**QUOTED TEXT:**
2013-06-30 Thread David Pollak
On Mon, Jul 1, 2013 at 7:46 AM, Brandon Bloom wrote:

> Two bits of core.async feedback:
>
> 1) The (let [c chan] (go ...) c) pattern is *extremely-common*. Might be
> nice to have something like (go-as c ...) that expands to that pattern.
>
> 2) It's somewhat annoying to always have to consider boolean false all the
> time. Since nil signifies a closed channel, if, when, if-let, and when-let
> are extremely convenient. Unfortunately, they are subtly bugged! You need
> nil? checks everywhere, cluttering up relatively nice code.
>

It'd be really nice to have a "closed" token that one could construct a
channel with so the token could be at the app level... although I guess
this wouldn't deal with the if-let/when-let issue.

**DATA:**
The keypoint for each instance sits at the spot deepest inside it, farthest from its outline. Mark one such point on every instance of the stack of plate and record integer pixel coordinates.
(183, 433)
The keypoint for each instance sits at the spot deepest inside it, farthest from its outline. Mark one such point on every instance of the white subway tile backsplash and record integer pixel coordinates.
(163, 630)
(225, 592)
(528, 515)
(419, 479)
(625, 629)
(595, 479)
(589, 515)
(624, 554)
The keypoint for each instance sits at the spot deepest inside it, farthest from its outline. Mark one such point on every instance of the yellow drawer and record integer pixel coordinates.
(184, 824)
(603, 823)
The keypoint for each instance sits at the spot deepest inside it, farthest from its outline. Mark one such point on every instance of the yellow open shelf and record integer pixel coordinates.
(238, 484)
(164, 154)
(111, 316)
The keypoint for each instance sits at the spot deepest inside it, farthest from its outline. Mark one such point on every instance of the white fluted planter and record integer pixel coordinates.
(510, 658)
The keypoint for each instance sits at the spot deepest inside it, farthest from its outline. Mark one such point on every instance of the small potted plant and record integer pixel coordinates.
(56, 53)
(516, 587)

---

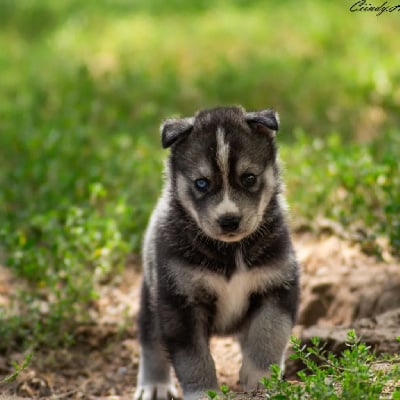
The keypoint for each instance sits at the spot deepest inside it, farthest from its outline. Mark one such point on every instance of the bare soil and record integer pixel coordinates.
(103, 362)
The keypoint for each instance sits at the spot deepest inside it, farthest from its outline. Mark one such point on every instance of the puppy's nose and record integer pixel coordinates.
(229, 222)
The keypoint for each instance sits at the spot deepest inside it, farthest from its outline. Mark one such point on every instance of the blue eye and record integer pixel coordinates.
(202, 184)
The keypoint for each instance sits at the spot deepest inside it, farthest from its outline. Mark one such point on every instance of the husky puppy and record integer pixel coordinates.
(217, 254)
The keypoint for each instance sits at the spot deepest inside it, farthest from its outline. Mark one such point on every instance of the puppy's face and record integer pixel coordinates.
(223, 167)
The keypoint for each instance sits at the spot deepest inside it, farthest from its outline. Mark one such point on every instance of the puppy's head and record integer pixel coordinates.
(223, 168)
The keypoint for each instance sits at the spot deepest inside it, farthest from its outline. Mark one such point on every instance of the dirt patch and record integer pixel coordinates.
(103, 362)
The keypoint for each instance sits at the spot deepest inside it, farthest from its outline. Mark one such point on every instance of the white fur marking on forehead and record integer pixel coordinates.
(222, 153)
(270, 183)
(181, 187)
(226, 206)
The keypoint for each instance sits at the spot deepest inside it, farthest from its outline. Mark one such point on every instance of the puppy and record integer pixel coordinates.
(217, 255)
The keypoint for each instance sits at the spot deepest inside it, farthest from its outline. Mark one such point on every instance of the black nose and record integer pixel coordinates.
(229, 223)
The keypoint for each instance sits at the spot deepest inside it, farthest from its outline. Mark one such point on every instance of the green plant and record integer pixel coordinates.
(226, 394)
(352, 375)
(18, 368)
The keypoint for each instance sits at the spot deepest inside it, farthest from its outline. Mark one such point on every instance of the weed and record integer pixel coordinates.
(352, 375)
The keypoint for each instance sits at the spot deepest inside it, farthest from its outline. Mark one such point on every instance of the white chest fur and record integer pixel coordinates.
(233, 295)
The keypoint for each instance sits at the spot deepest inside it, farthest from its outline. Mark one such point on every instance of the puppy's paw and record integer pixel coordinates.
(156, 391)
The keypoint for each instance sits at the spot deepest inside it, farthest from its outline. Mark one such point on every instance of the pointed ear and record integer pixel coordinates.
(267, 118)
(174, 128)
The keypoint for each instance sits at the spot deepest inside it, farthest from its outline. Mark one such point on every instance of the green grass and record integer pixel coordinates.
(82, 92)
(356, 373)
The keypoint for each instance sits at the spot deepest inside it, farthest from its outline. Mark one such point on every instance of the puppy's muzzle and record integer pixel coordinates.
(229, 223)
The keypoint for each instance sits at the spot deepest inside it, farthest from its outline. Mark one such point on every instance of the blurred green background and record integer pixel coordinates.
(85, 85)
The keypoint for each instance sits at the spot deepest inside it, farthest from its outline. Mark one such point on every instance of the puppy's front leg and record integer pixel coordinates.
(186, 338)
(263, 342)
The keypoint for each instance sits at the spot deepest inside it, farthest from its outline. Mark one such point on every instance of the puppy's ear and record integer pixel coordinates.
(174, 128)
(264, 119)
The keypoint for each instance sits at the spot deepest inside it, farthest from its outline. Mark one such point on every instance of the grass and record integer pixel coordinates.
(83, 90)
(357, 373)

--

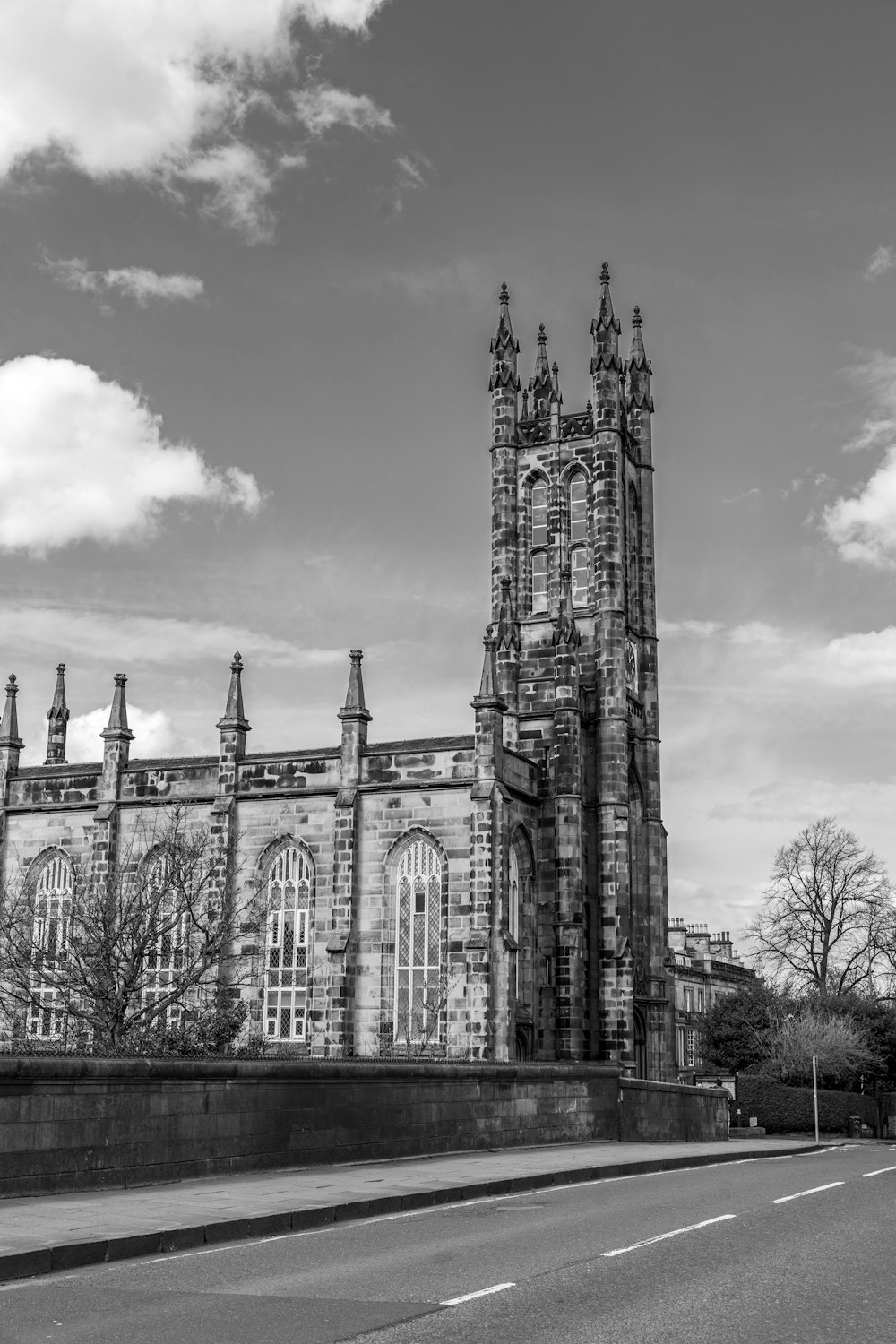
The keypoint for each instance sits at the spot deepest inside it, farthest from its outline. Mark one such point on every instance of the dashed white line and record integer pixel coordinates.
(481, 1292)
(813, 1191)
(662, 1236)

**REQUIREMENT:**
Reproduce the passage of the core.async message from "2013-06-30 Thread David" to "to that pattern." verbatim. The data comes from a separate source unrelated to the core.async message.

**SOLUTION TO THE EXERCISE:**
2013-06-30 Thread David Pollak
On Mon, Jul 1, 2013 at 7:46 AM, Brandon Bloom wrote:

> Two bits of core.async feedback:
>
> 1) The (let [c chan] (go ...) c) pattern is *extremely-common*. Might be
> nice to have something like (go-as c ...) that expands to that pattern.